(Dataset excerpts on object pointing)
= = =

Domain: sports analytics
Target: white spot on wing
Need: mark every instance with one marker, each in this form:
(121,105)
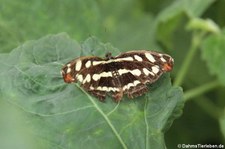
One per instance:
(136,72)
(129,85)
(78,65)
(79,78)
(113,60)
(162,59)
(68,70)
(138,58)
(98,62)
(155,69)
(150,57)
(96,77)
(123,71)
(87,78)
(88,64)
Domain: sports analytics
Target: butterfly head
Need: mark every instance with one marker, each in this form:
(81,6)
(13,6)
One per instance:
(68,73)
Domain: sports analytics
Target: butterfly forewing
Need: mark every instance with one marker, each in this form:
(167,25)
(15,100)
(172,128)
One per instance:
(127,73)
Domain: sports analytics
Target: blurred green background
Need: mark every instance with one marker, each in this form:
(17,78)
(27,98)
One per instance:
(172,26)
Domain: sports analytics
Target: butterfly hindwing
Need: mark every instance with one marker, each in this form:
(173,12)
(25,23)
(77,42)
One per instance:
(127,73)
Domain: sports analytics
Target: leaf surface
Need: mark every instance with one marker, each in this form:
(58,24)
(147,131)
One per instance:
(62,115)
(213,53)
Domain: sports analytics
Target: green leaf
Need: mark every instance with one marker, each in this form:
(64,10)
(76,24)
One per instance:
(62,115)
(213,53)
(222,123)
(175,16)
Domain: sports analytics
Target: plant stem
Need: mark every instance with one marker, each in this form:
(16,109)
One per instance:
(186,64)
(200,90)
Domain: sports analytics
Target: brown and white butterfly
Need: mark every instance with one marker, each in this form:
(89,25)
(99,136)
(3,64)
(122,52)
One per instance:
(127,73)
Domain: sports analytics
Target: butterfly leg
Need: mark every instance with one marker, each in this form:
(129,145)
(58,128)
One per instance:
(99,94)
(137,91)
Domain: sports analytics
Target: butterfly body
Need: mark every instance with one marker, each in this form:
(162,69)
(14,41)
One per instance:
(128,73)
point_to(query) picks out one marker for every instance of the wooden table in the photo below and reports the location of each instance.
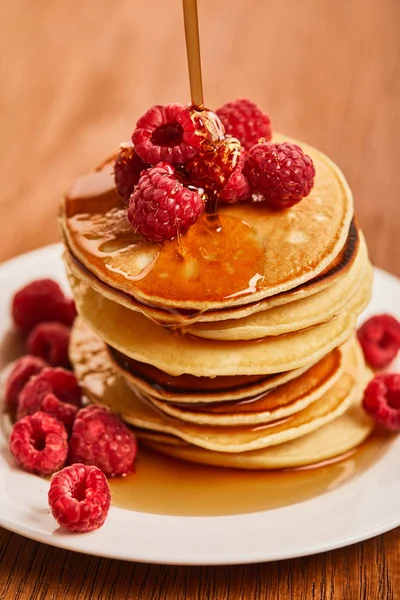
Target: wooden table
(74, 78)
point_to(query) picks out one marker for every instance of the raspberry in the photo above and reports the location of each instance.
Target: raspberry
(282, 173)
(39, 443)
(79, 498)
(55, 382)
(50, 341)
(161, 207)
(41, 301)
(127, 169)
(218, 168)
(24, 368)
(101, 439)
(244, 120)
(166, 133)
(382, 400)
(380, 340)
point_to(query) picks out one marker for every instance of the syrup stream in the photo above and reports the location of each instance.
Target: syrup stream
(193, 52)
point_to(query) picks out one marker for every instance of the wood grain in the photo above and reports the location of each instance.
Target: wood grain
(74, 78)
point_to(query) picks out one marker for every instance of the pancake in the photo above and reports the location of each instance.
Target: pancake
(345, 267)
(334, 439)
(189, 389)
(135, 336)
(95, 374)
(280, 402)
(256, 253)
(297, 315)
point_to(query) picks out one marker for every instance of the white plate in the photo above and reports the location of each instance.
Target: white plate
(362, 508)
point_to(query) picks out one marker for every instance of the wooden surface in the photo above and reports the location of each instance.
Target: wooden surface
(74, 78)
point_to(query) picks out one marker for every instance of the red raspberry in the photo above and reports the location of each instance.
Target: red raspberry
(219, 168)
(54, 382)
(100, 438)
(39, 443)
(24, 368)
(282, 173)
(166, 133)
(244, 120)
(161, 206)
(127, 169)
(382, 400)
(51, 342)
(79, 498)
(380, 340)
(41, 301)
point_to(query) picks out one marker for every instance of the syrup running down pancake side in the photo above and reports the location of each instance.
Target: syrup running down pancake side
(256, 253)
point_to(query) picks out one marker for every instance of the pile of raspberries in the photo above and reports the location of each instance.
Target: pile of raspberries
(52, 426)
(177, 160)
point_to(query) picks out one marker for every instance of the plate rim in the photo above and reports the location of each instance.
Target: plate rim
(74, 543)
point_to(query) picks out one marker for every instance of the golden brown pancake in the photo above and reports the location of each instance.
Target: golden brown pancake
(257, 252)
(135, 336)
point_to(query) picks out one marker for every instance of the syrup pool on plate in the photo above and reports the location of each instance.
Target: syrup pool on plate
(168, 486)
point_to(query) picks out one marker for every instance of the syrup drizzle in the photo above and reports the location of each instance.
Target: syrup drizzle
(193, 52)
(169, 486)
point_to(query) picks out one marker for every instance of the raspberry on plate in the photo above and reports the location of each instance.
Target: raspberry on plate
(41, 301)
(166, 133)
(282, 173)
(24, 368)
(161, 208)
(79, 498)
(58, 382)
(50, 341)
(39, 443)
(382, 400)
(101, 439)
(244, 120)
(127, 169)
(379, 338)
(219, 169)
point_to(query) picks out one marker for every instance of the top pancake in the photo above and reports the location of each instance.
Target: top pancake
(257, 254)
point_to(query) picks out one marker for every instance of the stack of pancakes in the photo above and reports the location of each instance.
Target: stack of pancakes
(233, 345)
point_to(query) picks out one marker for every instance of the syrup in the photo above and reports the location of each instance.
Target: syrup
(168, 486)
(193, 52)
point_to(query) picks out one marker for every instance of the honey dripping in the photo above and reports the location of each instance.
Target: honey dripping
(196, 90)
(169, 486)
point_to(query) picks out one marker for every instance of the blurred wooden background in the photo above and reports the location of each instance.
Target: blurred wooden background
(75, 75)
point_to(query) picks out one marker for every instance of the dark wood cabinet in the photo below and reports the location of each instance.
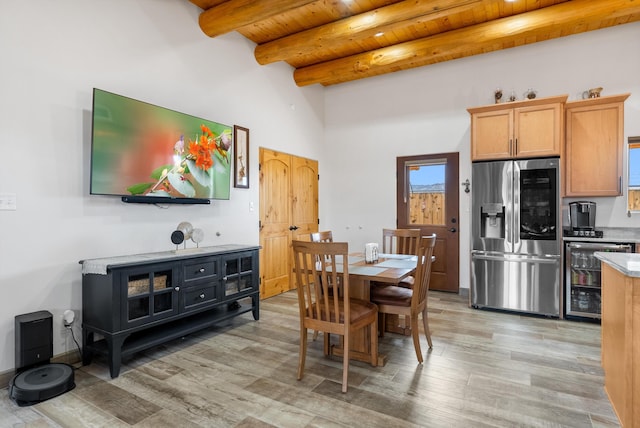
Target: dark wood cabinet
(131, 303)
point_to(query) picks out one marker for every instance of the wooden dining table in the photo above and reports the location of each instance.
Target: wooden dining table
(389, 268)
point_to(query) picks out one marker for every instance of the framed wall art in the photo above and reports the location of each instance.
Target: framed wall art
(241, 157)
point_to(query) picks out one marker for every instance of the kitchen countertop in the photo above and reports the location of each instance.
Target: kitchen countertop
(611, 234)
(626, 263)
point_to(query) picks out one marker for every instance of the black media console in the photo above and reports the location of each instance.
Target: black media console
(135, 302)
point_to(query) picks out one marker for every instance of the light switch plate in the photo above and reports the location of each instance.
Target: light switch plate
(8, 202)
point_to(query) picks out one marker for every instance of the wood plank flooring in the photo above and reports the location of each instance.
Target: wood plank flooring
(486, 369)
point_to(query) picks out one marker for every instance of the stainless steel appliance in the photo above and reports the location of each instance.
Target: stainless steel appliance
(516, 239)
(582, 220)
(583, 276)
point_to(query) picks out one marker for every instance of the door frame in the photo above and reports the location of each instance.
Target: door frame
(445, 274)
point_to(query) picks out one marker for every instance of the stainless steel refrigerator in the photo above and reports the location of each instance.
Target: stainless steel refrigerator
(516, 236)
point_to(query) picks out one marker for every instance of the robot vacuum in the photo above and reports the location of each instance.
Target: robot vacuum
(41, 383)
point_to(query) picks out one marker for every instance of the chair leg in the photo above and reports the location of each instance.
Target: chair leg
(382, 323)
(303, 352)
(415, 334)
(345, 361)
(427, 332)
(373, 328)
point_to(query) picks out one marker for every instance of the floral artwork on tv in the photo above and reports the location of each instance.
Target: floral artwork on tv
(141, 149)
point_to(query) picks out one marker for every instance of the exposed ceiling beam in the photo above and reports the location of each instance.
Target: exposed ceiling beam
(352, 30)
(566, 18)
(233, 14)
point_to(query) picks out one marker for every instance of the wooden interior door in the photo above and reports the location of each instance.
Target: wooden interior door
(433, 207)
(288, 210)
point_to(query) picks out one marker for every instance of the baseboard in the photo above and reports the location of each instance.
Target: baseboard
(70, 357)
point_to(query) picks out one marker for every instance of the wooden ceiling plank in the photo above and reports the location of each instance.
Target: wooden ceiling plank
(578, 14)
(233, 14)
(357, 28)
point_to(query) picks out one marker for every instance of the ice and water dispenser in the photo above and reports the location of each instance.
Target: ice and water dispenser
(492, 221)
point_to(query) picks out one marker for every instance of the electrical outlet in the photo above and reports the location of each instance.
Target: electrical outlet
(68, 317)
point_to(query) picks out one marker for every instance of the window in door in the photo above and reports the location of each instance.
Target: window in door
(426, 198)
(633, 189)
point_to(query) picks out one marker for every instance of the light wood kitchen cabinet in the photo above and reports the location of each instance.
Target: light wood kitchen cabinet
(621, 343)
(520, 129)
(594, 146)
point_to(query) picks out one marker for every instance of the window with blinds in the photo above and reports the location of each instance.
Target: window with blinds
(633, 194)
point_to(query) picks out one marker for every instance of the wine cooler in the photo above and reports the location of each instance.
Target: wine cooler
(583, 277)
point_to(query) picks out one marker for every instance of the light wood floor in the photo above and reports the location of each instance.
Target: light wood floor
(486, 369)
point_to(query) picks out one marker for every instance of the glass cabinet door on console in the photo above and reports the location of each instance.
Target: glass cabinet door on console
(150, 295)
(239, 273)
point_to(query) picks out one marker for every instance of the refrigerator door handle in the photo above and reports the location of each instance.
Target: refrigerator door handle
(547, 258)
(509, 207)
(598, 247)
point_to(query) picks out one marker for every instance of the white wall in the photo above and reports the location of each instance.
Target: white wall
(53, 53)
(423, 111)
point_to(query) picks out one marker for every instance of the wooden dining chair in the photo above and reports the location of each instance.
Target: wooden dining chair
(410, 301)
(323, 308)
(322, 236)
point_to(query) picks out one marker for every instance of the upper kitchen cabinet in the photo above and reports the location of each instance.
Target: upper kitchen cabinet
(519, 129)
(594, 146)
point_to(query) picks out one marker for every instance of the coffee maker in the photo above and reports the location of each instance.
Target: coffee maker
(582, 219)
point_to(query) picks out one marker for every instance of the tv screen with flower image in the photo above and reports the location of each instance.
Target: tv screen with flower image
(146, 153)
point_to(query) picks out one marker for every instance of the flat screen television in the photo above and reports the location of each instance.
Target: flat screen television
(150, 154)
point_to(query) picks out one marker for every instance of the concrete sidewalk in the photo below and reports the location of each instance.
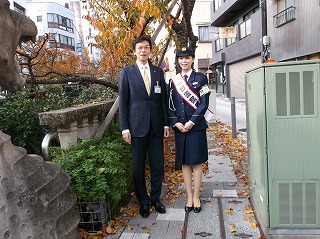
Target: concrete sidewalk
(226, 210)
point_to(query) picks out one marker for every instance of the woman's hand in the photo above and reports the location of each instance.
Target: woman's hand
(188, 125)
(181, 127)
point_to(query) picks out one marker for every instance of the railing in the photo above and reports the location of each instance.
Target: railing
(75, 123)
(284, 16)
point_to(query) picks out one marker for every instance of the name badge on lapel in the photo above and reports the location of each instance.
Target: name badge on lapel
(157, 88)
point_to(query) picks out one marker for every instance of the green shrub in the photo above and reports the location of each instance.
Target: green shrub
(19, 119)
(98, 169)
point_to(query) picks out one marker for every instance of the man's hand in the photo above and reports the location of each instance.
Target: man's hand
(181, 127)
(127, 137)
(188, 125)
(166, 132)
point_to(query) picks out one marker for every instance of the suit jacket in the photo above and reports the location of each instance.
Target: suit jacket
(180, 111)
(137, 109)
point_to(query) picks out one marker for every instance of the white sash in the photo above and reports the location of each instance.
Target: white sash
(184, 90)
(189, 96)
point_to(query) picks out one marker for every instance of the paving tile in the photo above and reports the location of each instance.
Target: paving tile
(224, 193)
(219, 170)
(175, 228)
(172, 214)
(204, 224)
(242, 226)
(127, 235)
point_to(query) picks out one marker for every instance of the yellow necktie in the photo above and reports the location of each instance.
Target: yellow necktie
(146, 79)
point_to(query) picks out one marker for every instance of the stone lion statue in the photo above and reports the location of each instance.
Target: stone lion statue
(35, 197)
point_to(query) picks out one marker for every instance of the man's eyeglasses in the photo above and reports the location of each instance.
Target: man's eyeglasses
(140, 48)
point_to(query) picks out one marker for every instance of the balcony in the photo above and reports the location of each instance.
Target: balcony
(284, 17)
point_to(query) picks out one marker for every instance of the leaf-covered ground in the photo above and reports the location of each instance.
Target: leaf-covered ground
(223, 143)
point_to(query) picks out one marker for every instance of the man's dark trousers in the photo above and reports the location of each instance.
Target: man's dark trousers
(154, 145)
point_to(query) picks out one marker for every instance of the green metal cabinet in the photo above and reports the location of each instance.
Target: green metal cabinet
(283, 125)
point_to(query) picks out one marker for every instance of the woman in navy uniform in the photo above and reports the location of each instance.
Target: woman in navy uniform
(188, 102)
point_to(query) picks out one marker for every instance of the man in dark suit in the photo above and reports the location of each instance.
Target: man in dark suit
(144, 121)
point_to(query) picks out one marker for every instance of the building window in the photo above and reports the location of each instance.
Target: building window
(203, 33)
(62, 41)
(19, 8)
(232, 39)
(219, 44)
(217, 4)
(286, 12)
(60, 22)
(245, 26)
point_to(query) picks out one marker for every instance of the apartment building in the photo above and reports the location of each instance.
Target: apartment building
(293, 29)
(18, 5)
(85, 31)
(54, 19)
(201, 20)
(232, 57)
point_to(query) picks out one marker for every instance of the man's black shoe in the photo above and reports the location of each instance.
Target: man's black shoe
(159, 207)
(144, 210)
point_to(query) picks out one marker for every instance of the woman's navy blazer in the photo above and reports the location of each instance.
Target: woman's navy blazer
(180, 111)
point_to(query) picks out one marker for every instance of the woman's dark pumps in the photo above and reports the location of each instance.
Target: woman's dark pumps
(188, 209)
(197, 209)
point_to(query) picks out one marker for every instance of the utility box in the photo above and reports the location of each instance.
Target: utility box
(283, 129)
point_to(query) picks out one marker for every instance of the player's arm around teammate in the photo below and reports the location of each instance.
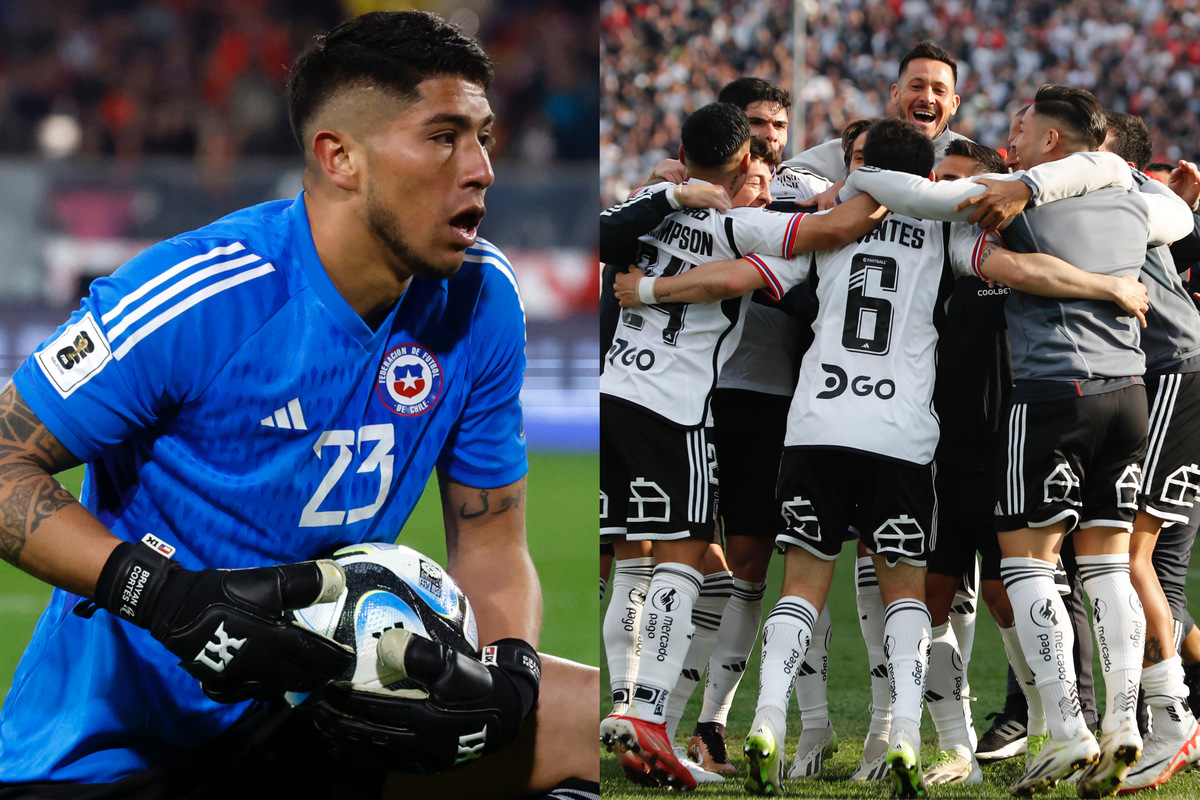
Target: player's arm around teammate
(720, 280)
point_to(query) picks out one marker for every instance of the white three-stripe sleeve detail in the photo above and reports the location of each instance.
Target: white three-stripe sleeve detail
(175, 289)
(192, 300)
(150, 286)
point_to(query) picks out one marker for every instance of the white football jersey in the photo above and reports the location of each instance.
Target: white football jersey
(867, 383)
(666, 358)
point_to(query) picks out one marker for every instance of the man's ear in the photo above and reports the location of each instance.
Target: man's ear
(340, 158)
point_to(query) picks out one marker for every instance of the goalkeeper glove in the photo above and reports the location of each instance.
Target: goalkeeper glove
(468, 707)
(228, 626)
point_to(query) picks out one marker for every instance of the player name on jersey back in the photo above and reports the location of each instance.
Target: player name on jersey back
(666, 358)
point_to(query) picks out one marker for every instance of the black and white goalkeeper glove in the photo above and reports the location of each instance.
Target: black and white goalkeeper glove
(228, 627)
(468, 707)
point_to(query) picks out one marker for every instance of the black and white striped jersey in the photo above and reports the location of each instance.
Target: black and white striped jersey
(1103, 230)
(666, 358)
(867, 383)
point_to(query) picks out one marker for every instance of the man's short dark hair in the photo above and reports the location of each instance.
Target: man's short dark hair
(714, 133)
(748, 91)
(929, 50)
(899, 145)
(1131, 138)
(987, 160)
(850, 133)
(390, 49)
(1075, 113)
(761, 150)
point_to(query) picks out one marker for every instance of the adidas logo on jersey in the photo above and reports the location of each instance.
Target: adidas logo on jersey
(289, 417)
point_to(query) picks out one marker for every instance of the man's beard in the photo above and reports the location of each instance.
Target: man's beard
(383, 223)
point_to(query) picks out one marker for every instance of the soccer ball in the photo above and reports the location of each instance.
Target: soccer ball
(387, 587)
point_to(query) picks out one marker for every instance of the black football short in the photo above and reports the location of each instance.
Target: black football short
(748, 431)
(657, 481)
(965, 524)
(1075, 461)
(1171, 469)
(825, 492)
(1171, 557)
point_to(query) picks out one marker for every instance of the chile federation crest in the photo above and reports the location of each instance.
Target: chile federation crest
(409, 379)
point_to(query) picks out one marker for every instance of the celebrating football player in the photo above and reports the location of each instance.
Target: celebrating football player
(261, 391)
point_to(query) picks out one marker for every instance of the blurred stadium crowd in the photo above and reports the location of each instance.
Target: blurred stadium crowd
(663, 59)
(202, 78)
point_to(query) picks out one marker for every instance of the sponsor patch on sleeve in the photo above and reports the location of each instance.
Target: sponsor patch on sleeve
(75, 356)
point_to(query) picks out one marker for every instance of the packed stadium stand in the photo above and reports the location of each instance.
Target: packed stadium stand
(1138, 56)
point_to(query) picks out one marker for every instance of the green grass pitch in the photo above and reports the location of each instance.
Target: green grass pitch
(561, 530)
(849, 698)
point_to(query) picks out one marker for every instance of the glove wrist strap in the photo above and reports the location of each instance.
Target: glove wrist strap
(520, 661)
(131, 581)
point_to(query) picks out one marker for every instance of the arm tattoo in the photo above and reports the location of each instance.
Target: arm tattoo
(513, 501)
(29, 456)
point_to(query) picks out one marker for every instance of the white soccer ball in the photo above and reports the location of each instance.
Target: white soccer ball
(387, 587)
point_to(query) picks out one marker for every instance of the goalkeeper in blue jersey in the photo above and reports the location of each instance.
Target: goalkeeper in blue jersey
(252, 395)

= = =

PROMPT: Reproduce only the lines from the line containing "the arm tattoo" to the last line of the material above, both of those lines included.

PROBLEM SOLUTION:
point_to(query) picks out one marker for every instance of the arm tattoo in the photo above and reports the location of each instance.
Target: arm tattoo
(513, 501)
(29, 456)
point_to(query) picks out one marker for every instance of the white soccer ball in the photo above and reports the location of each instance.
Target: white soccer ball
(387, 587)
point_to(query) picks out one marker for every instance of the goalkeeper in blue jersey in the photo above and reports the location of each instance.
Target: goalkeeper in blue jersey
(252, 395)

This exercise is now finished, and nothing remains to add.